Desde Londres: “Viktor” o la ciudad eterna de Pina Bausch

Por Eloy V. Palazón
 

Viktor

Pina Bausch ha vuelto al Sadler’s Wells (del 8 al 11 de febrero de 2018), la casa de la danza londinense, y lo ha hecho con, tal vez, una de las obras que menos indiferente puede dejar al público, Viktor. Una obra que se estrenó en 1986 en el Schauspielhaus Wuppertal y que marca otro hito coreográfico en la carrera de la artista alemana, después de La Consagración de la Primavera, Café Müller, Kontakthof, 1980 y Nielken. Y lo cierto es que si seguimos el rastro de las anteriores obras encontramos a Viktor como una clara consecuencia del proceso llevado a cabo en la construcción coreográfica.

Y es que desde los años 70 Bausch comenzaba la creación de una coreografía con la misma metodología. La coreógrafa, mundialmente conocida por ser la principal referencia en la danza teatro, lanzaba preguntas o apuntes y los leía en voz alta, llegando fácilmente a las 100 por sesión de ensayo. Con ellas, los bailarines tenían que ofrecer respuestas, material con el que se iba construyendo la obra. Algunas de las preguntas desde las que partía Viktor tenían que ver con Roma, ciudad donde estaba el teatro que participó en la producción de la obra, como por ejemplo “¿Qué esperas de Roma?” o “La dolce vita”, pero otras estaban alejadas temáticamente de la ciudad, como “En algún lado con tu respiración”. Partiendo de este imaginario podemos entender mucho mejor la estructura, los motivos, las imágenes, los textos, los gestos, la música que se va entretejiendo a lo largo de las tres horas de Viktor, nombre cuyo origen no queda claro en la obra. De esta manera, el trabajo de Bausch no fue meramente con el cuerpo de los bailarines, sino con su propia imaginación.

────────

**TAREA ASIGNADA**
Reescribe el tramo del extracto seleccionado que va desde "Por Eloy V." hasta "la construcción coreográfica.", poniendo "la coreógrafa alemana" en lugar de "la artista alemana".

────────

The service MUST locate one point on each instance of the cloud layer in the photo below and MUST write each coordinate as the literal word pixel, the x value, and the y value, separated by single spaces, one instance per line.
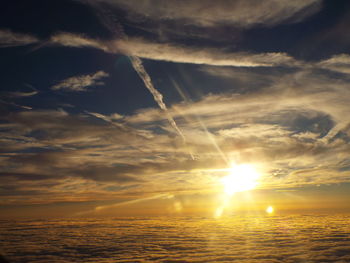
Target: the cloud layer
pixel 81 83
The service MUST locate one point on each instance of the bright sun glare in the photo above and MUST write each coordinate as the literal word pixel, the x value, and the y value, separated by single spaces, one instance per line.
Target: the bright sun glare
pixel 242 177
pixel 269 210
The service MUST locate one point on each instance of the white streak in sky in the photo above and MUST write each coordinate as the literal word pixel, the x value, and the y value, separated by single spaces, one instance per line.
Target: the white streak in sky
pixel 158 97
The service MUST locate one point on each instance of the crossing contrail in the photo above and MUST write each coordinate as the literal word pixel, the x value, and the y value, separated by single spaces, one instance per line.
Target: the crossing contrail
pixel 157 96
pixel 112 23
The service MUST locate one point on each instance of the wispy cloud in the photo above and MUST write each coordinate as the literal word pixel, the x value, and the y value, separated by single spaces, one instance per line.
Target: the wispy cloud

────────

**ÁREA DE RESPUESTA**
Por Eloy V. Palazón
 

Viktor

Pina Bausch ha vuelto al Sadler’s Wells (del 8 al 11 de febrero de 2018), la casa de la danza londinense, y lo ha hecho con, tal vez, una de las obras que menos indiferente puede dejar al público, Viktor. Una obra que se estrenó en 1986 en el Schauspielhaus Wuppertal y que marca otro hito coreográfico en la carrera de la coreógrafa alemana, después de La Consagración de la Primavera, Café Müller, Kontakthof, 1980 y Nielken. Y lo cierto es que si seguimos el rastro de las anteriores obras encontramos a Viktor como una clara consecuencia del proceso llevado a cabo en la construcción coreográfica.